Exercise text
As more cases of COVID-19 appear in hotel quarantine, the NSW Government warns the standard isolation period may not be long enough for some returned travellers.
The UK strain of coronavirus recently leaked out of a quarantine hotel in Brisbane, forcing the city into a snap three-day lockdown.
NSW Premier Gladys Berejiklian now says returned travellers may have to quarantine beyond usual 14 days if they start getting symptoms during that time.
Who will have to quarantine longer than 14 days?
At the moment only returning travellers who test positive for the UK strain or other overseas variants that are more contagious than the one which is currently dominant in Australia.
“We’re still picking up cases in those last days of being in isolation,” NSW Premier Gladys Berejiklian said.
“If you’re in quarantine and you have the onset of symptoms from one of these more contagious strains, the 14 days starts from the day you develop those symptoms.”
Data so far indicates the UK strain is up to 70 per cent more infectious than what Australia has been dealing with since March.
“Previously it was just 14 days,” the Premier said.
“But given how transmissible and how lethal the new strains are, if you’re in quarantine and you develop symptoms during the 14-day isolation, unfortunately for you, your count starts from the day you develop symptoms.”

Supplied material
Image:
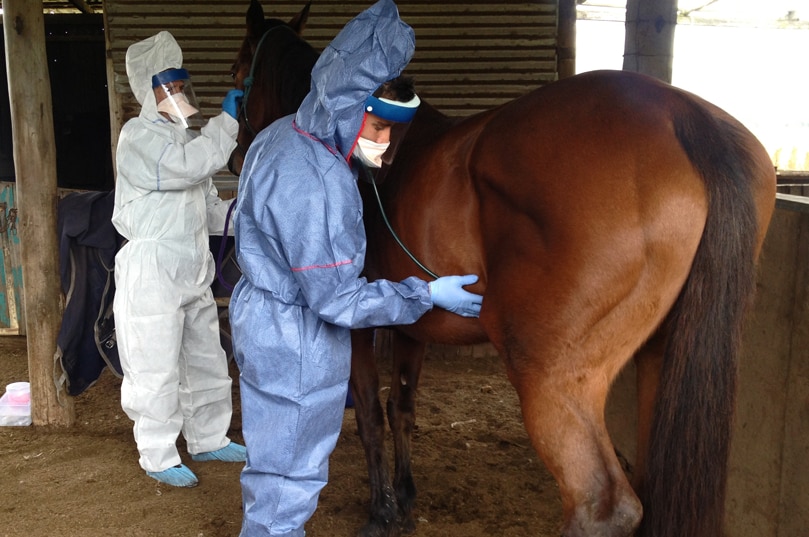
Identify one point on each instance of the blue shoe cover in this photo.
(176, 476)
(232, 452)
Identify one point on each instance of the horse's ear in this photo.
(298, 22)
(255, 19)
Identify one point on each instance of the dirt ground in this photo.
(474, 468)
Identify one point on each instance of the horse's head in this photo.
(272, 67)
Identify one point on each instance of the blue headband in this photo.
(392, 110)
(169, 75)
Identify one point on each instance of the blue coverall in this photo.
(300, 244)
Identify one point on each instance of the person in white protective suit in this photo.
(301, 246)
(175, 370)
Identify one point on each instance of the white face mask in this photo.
(370, 153)
(176, 105)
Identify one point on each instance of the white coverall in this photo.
(175, 370)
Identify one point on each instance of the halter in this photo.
(248, 81)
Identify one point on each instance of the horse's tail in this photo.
(684, 492)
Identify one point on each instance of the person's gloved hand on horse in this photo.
(447, 292)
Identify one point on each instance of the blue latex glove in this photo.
(232, 101)
(447, 292)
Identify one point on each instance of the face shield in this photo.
(400, 113)
(175, 97)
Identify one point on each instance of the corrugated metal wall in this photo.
(470, 55)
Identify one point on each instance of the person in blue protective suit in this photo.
(300, 243)
(175, 370)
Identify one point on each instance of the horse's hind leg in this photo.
(563, 411)
(371, 427)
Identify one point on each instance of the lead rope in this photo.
(372, 180)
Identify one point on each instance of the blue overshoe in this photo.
(176, 476)
(232, 452)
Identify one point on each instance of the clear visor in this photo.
(175, 97)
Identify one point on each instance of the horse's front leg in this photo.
(371, 428)
(408, 356)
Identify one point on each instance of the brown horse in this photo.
(610, 216)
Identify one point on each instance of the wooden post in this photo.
(35, 165)
(649, 41)
(566, 39)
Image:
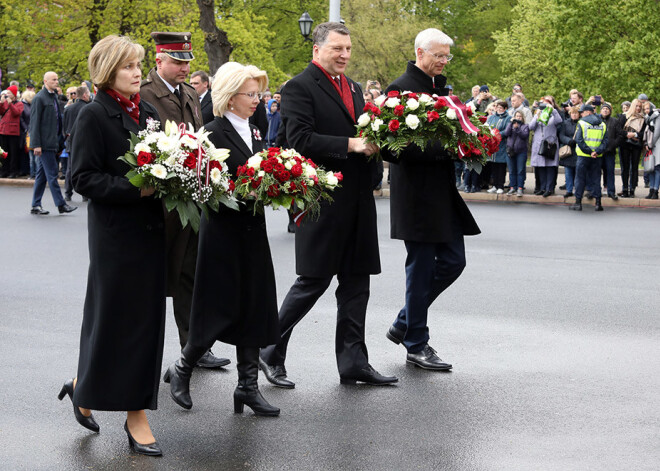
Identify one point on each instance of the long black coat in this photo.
(121, 343)
(317, 124)
(424, 203)
(234, 299)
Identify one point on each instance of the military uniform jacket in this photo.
(344, 239)
(424, 203)
(188, 110)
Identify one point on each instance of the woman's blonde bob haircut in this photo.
(229, 79)
(108, 55)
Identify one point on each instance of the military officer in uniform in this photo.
(166, 89)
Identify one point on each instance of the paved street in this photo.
(553, 331)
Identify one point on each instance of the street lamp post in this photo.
(305, 22)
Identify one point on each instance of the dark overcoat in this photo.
(187, 110)
(234, 299)
(424, 203)
(317, 124)
(121, 343)
(207, 108)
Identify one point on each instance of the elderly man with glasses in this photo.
(427, 212)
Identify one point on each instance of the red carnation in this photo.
(432, 116)
(143, 158)
(296, 170)
(283, 176)
(191, 161)
(440, 102)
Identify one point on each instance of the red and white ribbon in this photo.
(461, 114)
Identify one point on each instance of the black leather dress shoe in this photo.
(276, 374)
(86, 421)
(368, 375)
(150, 449)
(395, 335)
(66, 208)
(428, 360)
(209, 360)
(39, 210)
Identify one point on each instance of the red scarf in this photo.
(130, 106)
(344, 91)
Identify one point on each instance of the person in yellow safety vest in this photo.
(591, 142)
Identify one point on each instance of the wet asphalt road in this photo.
(553, 331)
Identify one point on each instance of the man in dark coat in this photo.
(166, 89)
(46, 138)
(70, 114)
(427, 212)
(200, 81)
(319, 107)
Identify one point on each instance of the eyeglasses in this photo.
(251, 95)
(447, 58)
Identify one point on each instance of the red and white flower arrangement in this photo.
(278, 177)
(186, 169)
(3, 155)
(399, 119)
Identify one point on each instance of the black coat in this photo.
(317, 124)
(424, 203)
(234, 299)
(207, 108)
(121, 343)
(567, 137)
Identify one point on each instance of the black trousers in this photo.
(352, 296)
(629, 165)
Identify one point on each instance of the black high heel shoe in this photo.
(150, 449)
(87, 422)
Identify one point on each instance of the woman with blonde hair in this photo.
(121, 342)
(631, 148)
(234, 299)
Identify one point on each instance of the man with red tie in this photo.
(319, 108)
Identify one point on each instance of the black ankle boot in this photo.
(178, 375)
(577, 206)
(247, 391)
(599, 207)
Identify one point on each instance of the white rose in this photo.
(363, 120)
(412, 104)
(375, 126)
(216, 175)
(412, 121)
(392, 102)
(332, 180)
(425, 99)
(254, 161)
(167, 143)
(158, 171)
(310, 171)
(141, 147)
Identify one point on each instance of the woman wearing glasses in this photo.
(234, 299)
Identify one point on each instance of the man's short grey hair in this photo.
(321, 32)
(432, 36)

Task to carry out
Extend the text about longer hotel quarantine in NSW, starting after its final sentence. The records have nothing to do with the text on quarantine.

Exercise result
Melbourne GP Vyom Sharma said that was the right decision.
“We do not know enough about this variant just yet,” Dr Sharma said.
“It’s clear we can’t afford to let this strain leak out.
“It has been an extraordinary effort to keep your garden-variety SARS CoV-2 at bay.
“This is more transmissible and I think until we can be absolutely sure our processes are perfectly in check as a temporary measure it makes sense.”
Will I have to be tested again?
NSW has also adopted new rules stipulating that people in hotel quarantine with one of the more transmissible overseas strains of the virus be tested at the end of their quarantine period.
If that test comes back positive, an expert panel then decides if they can be released.
Epidemiologist Raina MacIntyre said while exit testing was not in place initially, it was appropriate to introduce it now.
“That was a recognition that sometimes you get shedding of the virus, so initially that was reasonable,” she said.
“The stakes are higher now … and the focus is on the importation of the overseas strains … so it’s quite a reasonable approach.”
What about if I’m in isolation at home?
There’s no change for people who catch the virus here.
But health authorities have emphasised the importance of doing the full 14 days’ quarantine if you’ve potentially been exposed to the virus to catch any infections that emerge late.
“The health experts often say to us sometimes there are unusual cases where people are still infectious or deemed to be at risk at the end of that 14 days,” Ms Berejiklian said.
“So please know that whilst there is a general principle in place, there could be exceptions and we have to be open to that.
“We can’t risk having people going out into the community who may still have a level of infectiousness because that will undermine our entire strategy.”
Professor MacIntyre said despite fears around the more virulent strains of the virus, there wasn’t a need to extend the length of quarantine in general.
“Fourteen days is pretty safe timing,” she said.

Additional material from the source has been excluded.